About this task:
When the string "store" is part of a line below, that line should be copied.

Records for this task:
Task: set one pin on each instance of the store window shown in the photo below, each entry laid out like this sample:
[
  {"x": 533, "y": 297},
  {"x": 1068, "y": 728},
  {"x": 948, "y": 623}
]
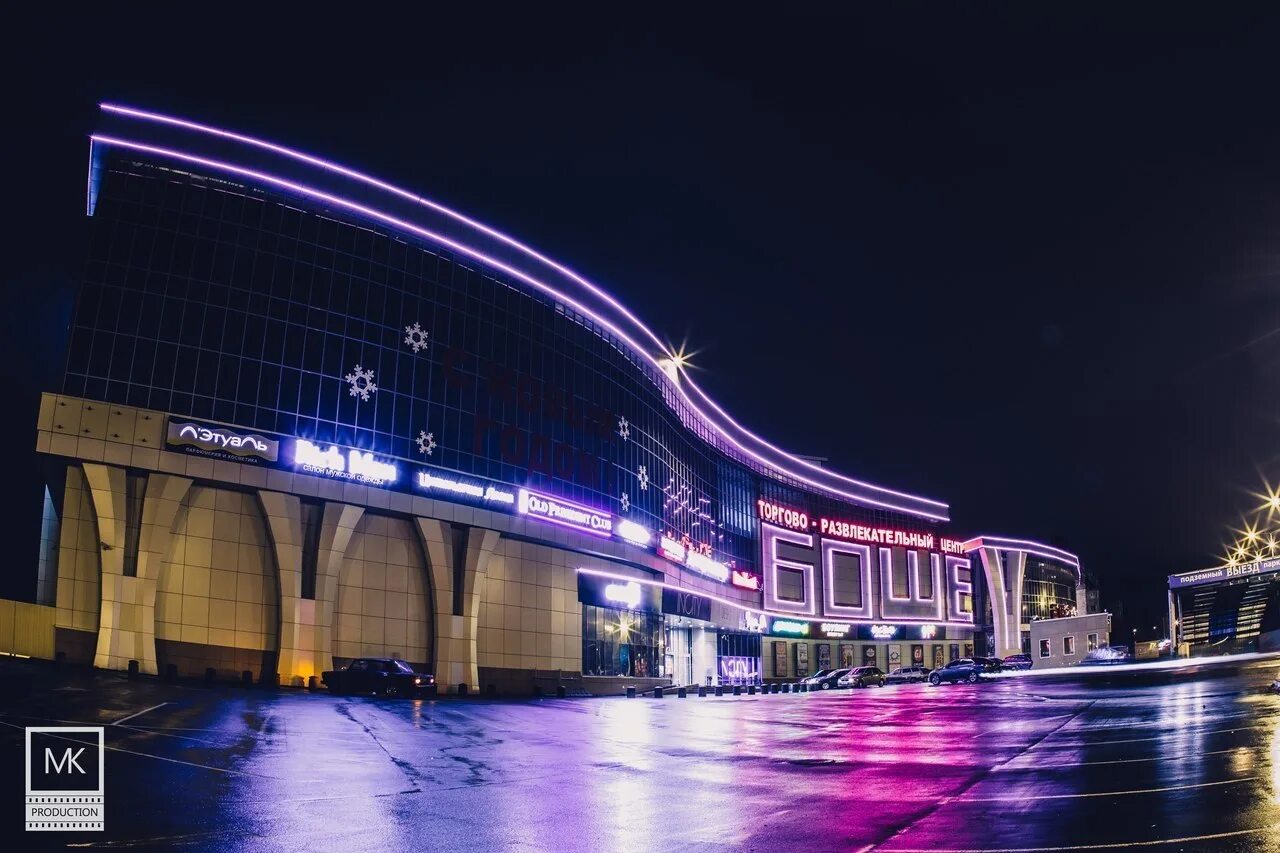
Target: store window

Reply to the task:
Task: set one pin on each instance of the store window shown in the photo below, each entry laid out like this sample:
Target: store window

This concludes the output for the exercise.